Collect every line in the entries below that contains the word "road", and copy each of those lines in full.
::: RECORD EXTRACTS
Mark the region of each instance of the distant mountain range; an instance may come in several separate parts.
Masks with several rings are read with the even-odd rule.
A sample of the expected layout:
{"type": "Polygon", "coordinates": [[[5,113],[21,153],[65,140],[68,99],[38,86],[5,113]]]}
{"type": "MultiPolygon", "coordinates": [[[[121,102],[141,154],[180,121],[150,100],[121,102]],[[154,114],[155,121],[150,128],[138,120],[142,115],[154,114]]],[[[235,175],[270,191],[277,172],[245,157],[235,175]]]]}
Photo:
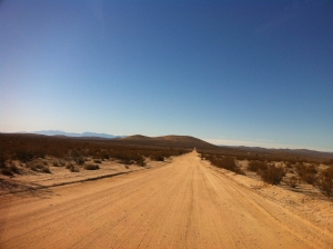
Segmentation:
{"type": "MultiPolygon", "coordinates": [[[[27,133],[27,132],[24,132],[27,133]]],[[[125,136],[114,136],[114,135],[108,135],[108,133],[95,133],[95,132],[83,132],[83,133],[74,133],[74,132],[65,132],[62,130],[40,130],[40,131],[31,131],[28,133],[34,133],[34,135],[46,135],[46,136],[67,136],[67,137],[85,137],[85,138],[124,138],[125,136]]]]}

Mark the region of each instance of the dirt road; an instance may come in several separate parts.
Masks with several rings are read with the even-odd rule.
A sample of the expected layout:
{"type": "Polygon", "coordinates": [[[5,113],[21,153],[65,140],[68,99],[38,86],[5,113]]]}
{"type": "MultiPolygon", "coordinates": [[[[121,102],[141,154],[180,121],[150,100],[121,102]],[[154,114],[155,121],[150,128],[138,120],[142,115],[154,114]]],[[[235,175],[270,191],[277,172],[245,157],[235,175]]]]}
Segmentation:
{"type": "Polygon", "coordinates": [[[127,176],[0,197],[0,248],[333,248],[333,235],[191,152],[127,176]]]}

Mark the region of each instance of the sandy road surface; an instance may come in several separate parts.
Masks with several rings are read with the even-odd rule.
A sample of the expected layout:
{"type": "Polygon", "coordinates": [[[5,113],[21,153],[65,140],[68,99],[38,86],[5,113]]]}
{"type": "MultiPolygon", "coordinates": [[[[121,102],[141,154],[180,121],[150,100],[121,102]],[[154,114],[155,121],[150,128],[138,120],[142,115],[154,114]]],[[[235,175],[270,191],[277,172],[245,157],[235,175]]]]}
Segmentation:
{"type": "Polygon", "coordinates": [[[333,236],[196,152],[93,182],[0,197],[0,248],[333,248],[333,236]]]}

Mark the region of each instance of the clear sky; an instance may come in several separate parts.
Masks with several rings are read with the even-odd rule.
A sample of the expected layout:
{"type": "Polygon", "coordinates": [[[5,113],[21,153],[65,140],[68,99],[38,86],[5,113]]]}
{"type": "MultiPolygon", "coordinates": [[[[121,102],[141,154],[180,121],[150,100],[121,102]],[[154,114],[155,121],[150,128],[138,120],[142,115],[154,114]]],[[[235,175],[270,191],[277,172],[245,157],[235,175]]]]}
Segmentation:
{"type": "Polygon", "coordinates": [[[0,116],[333,151],[333,1],[0,1],[0,116]]]}

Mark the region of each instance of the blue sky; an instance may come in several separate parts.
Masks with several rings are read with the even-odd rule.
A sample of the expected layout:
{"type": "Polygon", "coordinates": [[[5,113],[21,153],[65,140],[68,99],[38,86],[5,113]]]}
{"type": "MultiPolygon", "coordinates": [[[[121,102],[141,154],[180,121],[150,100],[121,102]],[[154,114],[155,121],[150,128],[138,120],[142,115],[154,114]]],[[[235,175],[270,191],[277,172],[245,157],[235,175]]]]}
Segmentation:
{"type": "Polygon", "coordinates": [[[332,1],[0,2],[0,131],[333,151],[332,1]]]}

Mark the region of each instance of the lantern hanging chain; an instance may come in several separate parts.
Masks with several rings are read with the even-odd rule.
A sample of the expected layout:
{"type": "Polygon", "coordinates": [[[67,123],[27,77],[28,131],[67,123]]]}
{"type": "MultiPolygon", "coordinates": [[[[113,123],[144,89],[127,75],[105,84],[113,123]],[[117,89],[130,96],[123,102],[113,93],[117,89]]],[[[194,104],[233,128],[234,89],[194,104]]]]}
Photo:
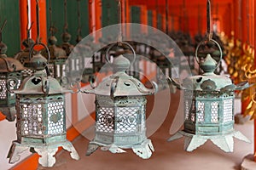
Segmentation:
{"type": "Polygon", "coordinates": [[[1,30],[0,30],[0,42],[2,42],[2,32],[6,26],[6,23],[7,23],[7,20],[5,19],[2,26],[1,26],[1,30]]]}
{"type": "Polygon", "coordinates": [[[64,0],[64,32],[67,31],[67,0],[64,0]]]}
{"type": "Polygon", "coordinates": [[[36,11],[37,11],[37,31],[38,31],[38,36],[37,36],[37,41],[36,41],[36,43],[38,44],[38,43],[40,42],[39,4],[38,4],[38,0],[36,0],[36,2],[37,2],[36,11]]]}
{"type": "Polygon", "coordinates": [[[80,0],[77,0],[78,2],[78,36],[81,36],[81,14],[80,14],[80,0]]]}
{"type": "Polygon", "coordinates": [[[210,2],[210,0],[207,0],[207,38],[210,41],[212,37],[212,32],[211,30],[211,2],[210,2]]]}
{"type": "Polygon", "coordinates": [[[119,15],[119,45],[121,45],[122,42],[122,5],[121,5],[121,0],[119,0],[119,4],[118,4],[118,15],[119,15]]]}
{"type": "Polygon", "coordinates": [[[54,36],[55,34],[55,27],[52,23],[52,8],[51,8],[51,0],[49,0],[49,34],[50,36],[54,36]]]}
{"type": "Polygon", "coordinates": [[[169,3],[168,3],[168,0],[166,0],[166,31],[167,35],[169,35],[168,21],[169,21],[169,3]]]}
{"type": "Polygon", "coordinates": [[[156,8],[156,28],[157,28],[158,25],[159,25],[159,20],[158,20],[159,6],[158,6],[157,0],[155,0],[154,3],[155,3],[155,8],[156,8]]]}
{"type": "Polygon", "coordinates": [[[33,25],[33,22],[31,24],[31,26],[29,26],[29,9],[28,9],[28,1],[26,2],[26,19],[27,19],[27,22],[26,22],[26,40],[27,40],[27,42],[28,42],[28,38],[30,37],[30,31],[31,31],[31,28],[33,25]]]}
{"type": "Polygon", "coordinates": [[[249,18],[250,18],[250,11],[249,11],[249,1],[248,0],[247,0],[247,43],[248,43],[248,45],[249,45],[249,38],[250,38],[250,28],[249,28],[249,26],[250,26],[250,21],[249,21],[249,18]]]}

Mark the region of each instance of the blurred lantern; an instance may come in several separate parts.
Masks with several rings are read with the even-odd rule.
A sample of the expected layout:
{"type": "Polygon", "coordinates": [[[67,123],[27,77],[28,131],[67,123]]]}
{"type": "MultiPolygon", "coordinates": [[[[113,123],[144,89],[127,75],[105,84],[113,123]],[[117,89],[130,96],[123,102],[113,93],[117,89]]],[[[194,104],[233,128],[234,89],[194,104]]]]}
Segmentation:
{"type": "Polygon", "coordinates": [[[20,61],[7,57],[7,46],[2,42],[2,31],[6,20],[0,30],[0,111],[8,121],[15,120],[15,95],[11,90],[16,90],[22,81],[21,71],[25,68],[20,61]]]}
{"type": "MultiPolygon", "coordinates": [[[[33,48],[43,45],[36,43],[33,48]]],[[[68,92],[61,88],[56,79],[49,76],[47,60],[40,54],[31,60],[35,73],[26,77],[19,90],[15,90],[17,109],[17,140],[13,141],[8,158],[9,163],[19,161],[20,154],[30,148],[37,152],[39,163],[44,167],[52,167],[55,162],[53,157],[58,147],[71,152],[73,159],[79,156],[72,143],[66,139],[65,95],[68,92]]]]}
{"type": "MultiPolygon", "coordinates": [[[[218,47],[221,60],[220,46],[214,40],[210,41],[218,47]]],[[[192,151],[210,139],[225,152],[232,152],[232,137],[249,142],[240,132],[234,130],[234,91],[245,88],[247,83],[236,86],[229,77],[215,75],[213,71],[218,63],[210,54],[199,61],[197,51],[203,42],[195,51],[203,74],[186,78],[182,87],[184,90],[184,129],[171,137],[169,141],[184,136],[184,149],[192,151]]]]}
{"type": "MultiPolygon", "coordinates": [[[[126,45],[119,42],[121,46],[126,45]]],[[[116,45],[111,45],[106,53],[116,45]]],[[[84,93],[96,94],[96,134],[90,142],[86,155],[93,153],[99,146],[113,153],[125,152],[122,149],[131,148],[143,159],[149,158],[154,151],[151,140],[146,137],[146,95],[155,91],[146,88],[141,82],[128,76],[125,71],[130,61],[123,55],[113,60],[113,75],[106,78],[92,90],[84,93]]],[[[156,85],[155,85],[156,86],[156,85]]],[[[155,87],[156,88],[156,87],[155,87]]]]}
{"type": "Polygon", "coordinates": [[[26,25],[26,39],[22,41],[22,45],[25,48],[19,53],[17,53],[15,56],[15,59],[18,60],[24,66],[25,69],[21,71],[23,78],[26,76],[31,76],[32,74],[32,66],[30,65],[29,60],[29,51],[31,47],[35,43],[34,40],[30,37],[30,31],[33,25],[33,22],[31,24],[29,27],[29,13],[28,13],[28,4],[26,3],[26,16],[27,16],[27,25],[26,25]]]}

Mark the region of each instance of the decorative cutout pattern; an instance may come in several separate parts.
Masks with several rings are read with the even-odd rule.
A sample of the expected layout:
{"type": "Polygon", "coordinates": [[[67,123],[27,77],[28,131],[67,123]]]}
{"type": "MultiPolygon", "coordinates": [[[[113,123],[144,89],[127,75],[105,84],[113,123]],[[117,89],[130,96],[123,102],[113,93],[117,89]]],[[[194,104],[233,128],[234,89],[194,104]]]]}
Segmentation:
{"type": "Polygon", "coordinates": [[[223,105],[223,116],[224,122],[230,122],[233,120],[233,99],[224,100],[223,105]]]}
{"type": "Polygon", "coordinates": [[[211,109],[211,122],[218,122],[218,102],[212,102],[211,104],[212,109],[211,109]]]}
{"type": "Polygon", "coordinates": [[[64,102],[48,104],[48,134],[59,134],[64,132],[64,102]]]}

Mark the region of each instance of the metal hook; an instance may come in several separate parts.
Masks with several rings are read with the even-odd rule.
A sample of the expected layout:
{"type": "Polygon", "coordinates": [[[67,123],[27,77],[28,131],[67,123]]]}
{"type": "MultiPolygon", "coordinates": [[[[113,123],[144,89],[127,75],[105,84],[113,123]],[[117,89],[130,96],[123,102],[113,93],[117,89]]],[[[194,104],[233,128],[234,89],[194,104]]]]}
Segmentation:
{"type": "Polygon", "coordinates": [[[207,0],[207,37],[210,41],[212,37],[212,32],[211,30],[211,1],[207,0]]]}
{"type": "Polygon", "coordinates": [[[40,42],[40,26],[39,26],[39,1],[36,0],[37,2],[37,6],[36,6],[36,11],[37,11],[37,31],[38,31],[38,36],[37,36],[37,41],[36,43],[39,43],[40,42]]]}

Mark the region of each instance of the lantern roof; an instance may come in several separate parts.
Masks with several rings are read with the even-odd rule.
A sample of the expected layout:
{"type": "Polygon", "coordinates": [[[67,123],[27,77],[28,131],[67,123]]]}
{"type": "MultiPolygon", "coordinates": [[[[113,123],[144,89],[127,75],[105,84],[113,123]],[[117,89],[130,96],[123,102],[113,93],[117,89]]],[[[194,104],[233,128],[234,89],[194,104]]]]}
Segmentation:
{"type": "Polygon", "coordinates": [[[94,89],[85,90],[85,93],[111,97],[142,96],[155,93],[154,89],[147,88],[139,80],[125,72],[130,66],[130,61],[123,55],[115,58],[113,65],[114,74],[106,78],[94,89]]]}
{"type": "Polygon", "coordinates": [[[213,73],[217,62],[207,54],[206,60],[200,65],[204,71],[202,75],[187,77],[183,81],[183,88],[190,90],[222,91],[223,89],[234,90],[236,86],[230,78],[213,73]]]}
{"type": "Polygon", "coordinates": [[[15,72],[24,69],[19,60],[7,57],[6,54],[0,54],[0,72],[15,72]]]}
{"type": "Polygon", "coordinates": [[[61,88],[55,78],[47,74],[47,60],[40,54],[33,56],[31,62],[36,72],[22,81],[19,90],[15,91],[15,94],[48,95],[68,92],[61,88]]]}

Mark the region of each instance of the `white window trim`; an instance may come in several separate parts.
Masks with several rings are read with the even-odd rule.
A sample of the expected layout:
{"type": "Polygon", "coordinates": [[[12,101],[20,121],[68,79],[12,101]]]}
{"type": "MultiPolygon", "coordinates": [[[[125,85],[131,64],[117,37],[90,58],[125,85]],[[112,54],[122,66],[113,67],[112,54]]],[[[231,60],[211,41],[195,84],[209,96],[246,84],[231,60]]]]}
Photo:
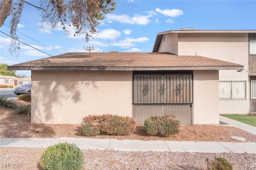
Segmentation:
{"type": "MultiPolygon", "coordinates": [[[[219,80],[219,91],[220,90],[220,83],[221,81],[230,81],[230,82],[233,82],[233,81],[244,81],[245,83],[245,84],[244,85],[244,95],[245,95],[245,97],[244,98],[240,98],[240,99],[238,99],[237,98],[226,98],[226,99],[223,99],[223,98],[220,98],[220,97],[219,96],[219,100],[247,100],[247,81],[248,80],[219,80]]],[[[231,89],[232,90],[232,89],[231,89]]],[[[219,93],[220,93],[220,92],[219,92],[219,93]]],[[[231,92],[232,93],[232,92],[231,92]]]]}
{"type": "MultiPolygon", "coordinates": [[[[252,97],[252,83],[255,83],[255,87],[256,87],[256,80],[251,80],[251,87],[250,87],[250,90],[251,90],[251,99],[256,99],[256,95],[255,95],[255,96],[254,97],[252,97]]],[[[256,93],[255,92],[255,93],[256,93]]]]}

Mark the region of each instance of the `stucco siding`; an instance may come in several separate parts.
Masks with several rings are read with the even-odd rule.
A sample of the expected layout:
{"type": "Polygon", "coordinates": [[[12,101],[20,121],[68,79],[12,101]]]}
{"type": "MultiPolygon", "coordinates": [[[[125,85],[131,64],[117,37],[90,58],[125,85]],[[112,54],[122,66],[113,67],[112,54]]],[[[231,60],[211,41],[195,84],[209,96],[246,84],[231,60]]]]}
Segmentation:
{"type": "Polygon", "coordinates": [[[80,124],[90,115],[132,116],[131,71],[32,71],[31,123],[80,124]]]}
{"type": "Polygon", "coordinates": [[[178,55],[178,34],[168,34],[163,36],[158,52],[168,52],[178,55]]]}
{"type": "Polygon", "coordinates": [[[194,71],[194,124],[219,124],[219,72],[194,71]]]}
{"type": "MultiPolygon", "coordinates": [[[[220,59],[244,66],[242,72],[220,70],[220,80],[246,80],[246,96],[249,96],[248,33],[180,33],[178,55],[196,55],[220,59]]],[[[247,114],[249,100],[220,100],[220,113],[247,114]]]]}

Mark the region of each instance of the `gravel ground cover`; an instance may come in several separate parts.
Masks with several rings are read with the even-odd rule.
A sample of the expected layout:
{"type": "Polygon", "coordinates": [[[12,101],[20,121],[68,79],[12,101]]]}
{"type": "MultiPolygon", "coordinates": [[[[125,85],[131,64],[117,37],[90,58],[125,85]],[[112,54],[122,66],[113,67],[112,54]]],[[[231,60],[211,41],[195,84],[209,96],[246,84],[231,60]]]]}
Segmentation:
{"type": "MultiPolygon", "coordinates": [[[[0,169],[41,169],[38,162],[46,149],[1,147],[0,169]],[[4,167],[9,164],[11,167],[4,167]],[[22,167],[12,167],[18,165],[22,167]]],[[[215,156],[227,159],[234,170],[256,169],[255,154],[82,150],[84,170],[206,170],[206,158],[215,156]]]]}

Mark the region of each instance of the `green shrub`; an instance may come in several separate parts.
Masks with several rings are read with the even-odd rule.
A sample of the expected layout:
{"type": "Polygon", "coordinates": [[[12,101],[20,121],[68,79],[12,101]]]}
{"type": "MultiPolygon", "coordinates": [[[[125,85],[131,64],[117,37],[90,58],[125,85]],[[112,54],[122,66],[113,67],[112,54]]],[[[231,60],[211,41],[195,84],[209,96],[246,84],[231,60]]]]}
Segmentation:
{"type": "Polygon", "coordinates": [[[22,94],[17,96],[17,98],[26,101],[31,101],[31,95],[29,94],[22,94]]]}
{"type": "Polygon", "coordinates": [[[2,107],[13,109],[16,107],[15,103],[12,99],[9,99],[8,97],[5,95],[0,96],[0,105],[2,107]]]}
{"type": "Polygon", "coordinates": [[[17,105],[14,109],[18,115],[31,115],[31,105],[21,102],[17,105]]]}
{"type": "Polygon", "coordinates": [[[129,117],[105,114],[89,115],[83,118],[81,131],[86,136],[100,134],[126,135],[135,131],[136,121],[129,117]]]}
{"type": "Polygon", "coordinates": [[[225,158],[221,157],[215,157],[214,160],[210,160],[206,158],[207,169],[208,170],[232,170],[232,166],[225,158]]]}
{"type": "Polygon", "coordinates": [[[84,154],[75,144],[59,143],[50,146],[39,160],[42,168],[48,170],[81,170],[84,154]]]}
{"type": "Polygon", "coordinates": [[[146,118],[144,122],[145,130],[152,135],[160,134],[168,136],[179,132],[180,121],[172,115],[155,116],[146,118]]]}

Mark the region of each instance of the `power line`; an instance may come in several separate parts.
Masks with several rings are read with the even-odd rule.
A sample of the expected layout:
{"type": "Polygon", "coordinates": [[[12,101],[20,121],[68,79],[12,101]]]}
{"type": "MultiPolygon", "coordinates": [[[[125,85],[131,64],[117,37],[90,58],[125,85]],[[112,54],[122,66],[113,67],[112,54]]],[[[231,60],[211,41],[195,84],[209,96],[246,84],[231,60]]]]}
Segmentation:
{"type": "Polygon", "coordinates": [[[3,34],[5,34],[5,35],[6,35],[6,36],[9,36],[9,37],[11,37],[11,38],[13,38],[14,39],[15,39],[15,40],[16,40],[18,41],[19,42],[20,42],[21,43],[23,43],[24,44],[26,44],[26,45],[28,45],[28,46],[30,46],[30,47],[32,47],[32,48],[34,48],[34,49],[36,49],[37,50],[38,50],[38,51],[40,51],[42,52],[42,53],[44,53],[45,54],[47,54],[47,55],[50,55],[50,56],[51,56],[52,57],[52,55],[50,55],[50,54],[49,54],[48,53],[46,53],[45,52],[44,52],[44,51],[41,51],[41,50],[40,50],[40,49],[37,49],[37,48],[35,48],[34,47],[32,47],[32,46],[30,45],[29,45],[28,44],[27,44],[27,43],[25,43],[24,42],[22,42],[22,41],[20,41],[20,40],[18,40],[18,39],[17,39],[17,38],[14,38],[14,37],[12,37],[12,36],[10,36],[10,35],[9,35],[7,34],[6,34],[6,33],[4,33],[4,32],[2,32],[2,31],[0,31],[0,32],[2,32],[2,33],[3,33],[3,34]]]}
{"type": "MultiPolygon", "coordinates": [[[[9,27],[9,28],[11,28],[10,26],[7,25],[6,25],[6,24],[4,24],[4,25],[5,26],[8,26],[8,27],[9,27]]],[[[40,44],[41,44],[42,45],[44,45],[44,46],[45,46],[46,47],[47,47],[50,48],[50,49],[52,49],[53,50],[54,50],[54,51],[56,51],[56,52],[58,52],[58,53],[60,53],[60,54],[62,54],[62,53],[61,53],[61,52],[58,51],[56,51],[56,50],[55,50],[54,49],[53,49],[53,48],[51,48],[50,47],[48,47],[48,46],[47,45],[45,45],[43,43],[40,43],[40,42],[38,42],[38,41],[36,41],[36,40],[34,40],[34,39],[33,39],[33,38],[31,38],[31,37],[29,37],[29,36],[27,36],[27,35],[25,35],[25,34],[23,34],[23,33],[22,33],[22,32],[20,32],[19,31],[17,30],[16,30],[16,31],[17,31],[17,32],[19,32],[21,34],[22,34],[24,35],[24,36],[26,36],[26,37],[27,37],[29,38],[30,38],[30,39],[32,39],[32,40],[34,40],[34,41],[36,41],[36,42],[37,42],[38,43],[40,43],[40,44]]]]}

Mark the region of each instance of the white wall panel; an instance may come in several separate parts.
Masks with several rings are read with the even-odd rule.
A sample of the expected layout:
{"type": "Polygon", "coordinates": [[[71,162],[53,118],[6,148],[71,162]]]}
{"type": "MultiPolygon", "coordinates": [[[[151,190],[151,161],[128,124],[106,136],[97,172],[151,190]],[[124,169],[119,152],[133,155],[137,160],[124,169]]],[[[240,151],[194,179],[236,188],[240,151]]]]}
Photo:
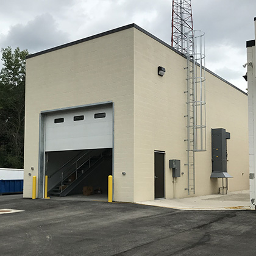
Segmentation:
{"type": "Polygon", "coordinates": [[[46,116],[46,151],[112,148],[112,108],[101,107],[55,112],[46,116]],[[103,118],[94,114],[105,113],[103,118]],[[74,116],[84,115],[84,120],[74,116]],[[57,118],[63,123],[55,123],[57,118]]]}

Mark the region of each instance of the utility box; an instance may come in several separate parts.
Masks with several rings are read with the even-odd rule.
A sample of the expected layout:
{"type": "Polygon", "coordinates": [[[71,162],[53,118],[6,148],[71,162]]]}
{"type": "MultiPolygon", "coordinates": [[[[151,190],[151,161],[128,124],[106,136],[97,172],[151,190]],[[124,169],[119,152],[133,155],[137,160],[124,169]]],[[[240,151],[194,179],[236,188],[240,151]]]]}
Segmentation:
{"type": "Polygon", "coordinates": [[[230,139],[230,133],[223,128],[212,129],[212,178],[229,178],[227,174],[227,140],[230,139]]]}
{"type": "Polygon", "coordinates": [[[169,167],[172,169],[172,177],[180,177],[180,160],[172,159],[169,160],[169,167]]]}

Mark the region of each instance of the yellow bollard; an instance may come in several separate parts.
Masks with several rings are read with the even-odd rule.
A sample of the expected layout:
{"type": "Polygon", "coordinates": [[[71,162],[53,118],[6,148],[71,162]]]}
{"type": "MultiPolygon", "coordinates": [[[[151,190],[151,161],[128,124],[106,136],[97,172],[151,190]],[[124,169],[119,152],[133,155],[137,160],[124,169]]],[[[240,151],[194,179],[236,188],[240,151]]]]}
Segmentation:
{"type": "Polygon", "coordinates": [[[48,176],[46,175],[45,176],[45,182],[44,182],[44,198],[46,199],[49,199],[48,196],[48,176]]]}
{"type": "Polygon", "coordinates": [[[37,176],[33,176],[32,199],[35,199],[37,193],[37,176]]]}
{"type": "Polygon", "coordinates": [[[108,202],[113,202],[113,177],[108,176],[108,202]]]}

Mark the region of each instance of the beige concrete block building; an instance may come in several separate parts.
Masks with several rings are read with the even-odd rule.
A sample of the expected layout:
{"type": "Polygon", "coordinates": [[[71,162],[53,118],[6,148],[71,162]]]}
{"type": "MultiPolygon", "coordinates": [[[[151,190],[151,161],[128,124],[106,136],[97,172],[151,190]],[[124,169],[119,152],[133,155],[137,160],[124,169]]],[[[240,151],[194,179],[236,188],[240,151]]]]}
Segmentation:
{"type": "Polygon", "coordinates": [[[206,151],[194,152],[188,187],[187,65],[135,24],[29,55],[24,197],[32,197],[35,176],[43,197],[45,175],[52,196],[84,187],[106,193],[108,175],[115,201],[216,194],[222,180],[211,178],[212,129],[221,128],[230,135],[229,191],[248,189],[247,96],[208,70],[206,151]],[[169,160],[180,160],[180,175],[173,177],[169,160]]]}

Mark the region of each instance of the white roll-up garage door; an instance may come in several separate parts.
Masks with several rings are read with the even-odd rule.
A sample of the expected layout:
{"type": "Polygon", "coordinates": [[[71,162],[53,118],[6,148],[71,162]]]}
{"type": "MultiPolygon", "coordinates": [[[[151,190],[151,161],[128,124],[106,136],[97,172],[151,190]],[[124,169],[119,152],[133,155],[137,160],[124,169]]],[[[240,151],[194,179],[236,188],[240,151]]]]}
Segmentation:
{"type": "Polygon", "coordinates": [[[60,111],[46,115],[45,151],[112,148],[112,107],[60,111]]]}

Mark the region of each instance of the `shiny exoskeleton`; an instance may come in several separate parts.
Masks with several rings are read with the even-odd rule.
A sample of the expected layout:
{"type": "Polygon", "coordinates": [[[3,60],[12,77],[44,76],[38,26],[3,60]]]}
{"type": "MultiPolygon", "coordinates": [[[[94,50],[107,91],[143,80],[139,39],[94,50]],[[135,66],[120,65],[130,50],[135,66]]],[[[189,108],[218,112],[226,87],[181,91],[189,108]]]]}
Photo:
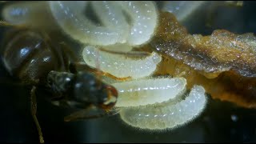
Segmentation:
{"type": "MultiPolygon", "coordinates": [[[[52,100],[58,105],[78,110],[93,106],[108,111],[116,102],[118,92],[114,87],[102,82],[91,71],[73,70],[77,62],[71,50],[51,41],[46,33],[14,27],[5,35],[2,53],[2,62],[10,74],[33,86],[31,110],[41,142],[42,135],[35,117],[36,87],[46,87],[53,94],[52,100]]],[[[76,120],[78,115],[80,119],[86,118],[83,114],[71,114],[66,121],[76,120]]]]}

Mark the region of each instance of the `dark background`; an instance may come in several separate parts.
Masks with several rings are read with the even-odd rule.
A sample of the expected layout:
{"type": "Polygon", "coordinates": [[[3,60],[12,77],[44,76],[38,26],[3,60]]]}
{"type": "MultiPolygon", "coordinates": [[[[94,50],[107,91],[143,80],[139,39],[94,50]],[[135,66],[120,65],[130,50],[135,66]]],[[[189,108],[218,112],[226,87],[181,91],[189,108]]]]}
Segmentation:
{"type": "MultiPolygon", "coordinates": [[[[159,3],[161,7],[161,3],[159,3]]],[[[256,32],[256,2],[241,8],[218,6],[210,13],[207,4],[194,12],[184,25],[191,34],[210,34],[225,29],[237,34],[256,32]],[[211,14],[209,16],[209,14],[211,14]],[[211,18],[211,26],[206,23],[211,18]]],[[[30,110],[30,87],[8,82],[0,65],[0,142],[38,142],[38,131],[30,110]]],[[[194,121],[172,130],[149,132],[126,125],[119,116],[64,122],[66,111],[46,102],[49,94],[38,90],[38,118],[46,142],[255,142],[256,110],[213,100],[208,96],[205,111],[194,121]]]]}

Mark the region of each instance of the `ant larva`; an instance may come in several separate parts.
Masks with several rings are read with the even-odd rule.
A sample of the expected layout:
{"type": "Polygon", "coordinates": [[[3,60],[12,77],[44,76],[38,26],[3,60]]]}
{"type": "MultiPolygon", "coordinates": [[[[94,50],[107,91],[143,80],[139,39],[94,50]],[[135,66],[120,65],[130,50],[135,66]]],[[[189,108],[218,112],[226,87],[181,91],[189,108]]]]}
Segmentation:
{"type": "Polygon", "coordinates": [[[76,56],[63,43],[56,43],[46,33],[23,26],[12,26],[4,35],[2,58],[8,73],[24,86],[31,86],[31,113],[43,143],[41,127],[36,117],[37,88],[46,88],[53,94],[53,104],[79,110],[64,118],[66,122],[98,118],[116,114],[117,90],[103,82],[93,73],[99,72],[78,62],[76,56]],[[78,67],[86,68],[78,70],[78,67]],[[103,110],[89,115],[88,110],[103,110]]]}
::::::
CORRECT ANSWER:
Mark the region of each instance of the dirt road; an instance may come in several separate parts.
Mark the region of each instance of the sandy road surface; an instance may come in several separate parts.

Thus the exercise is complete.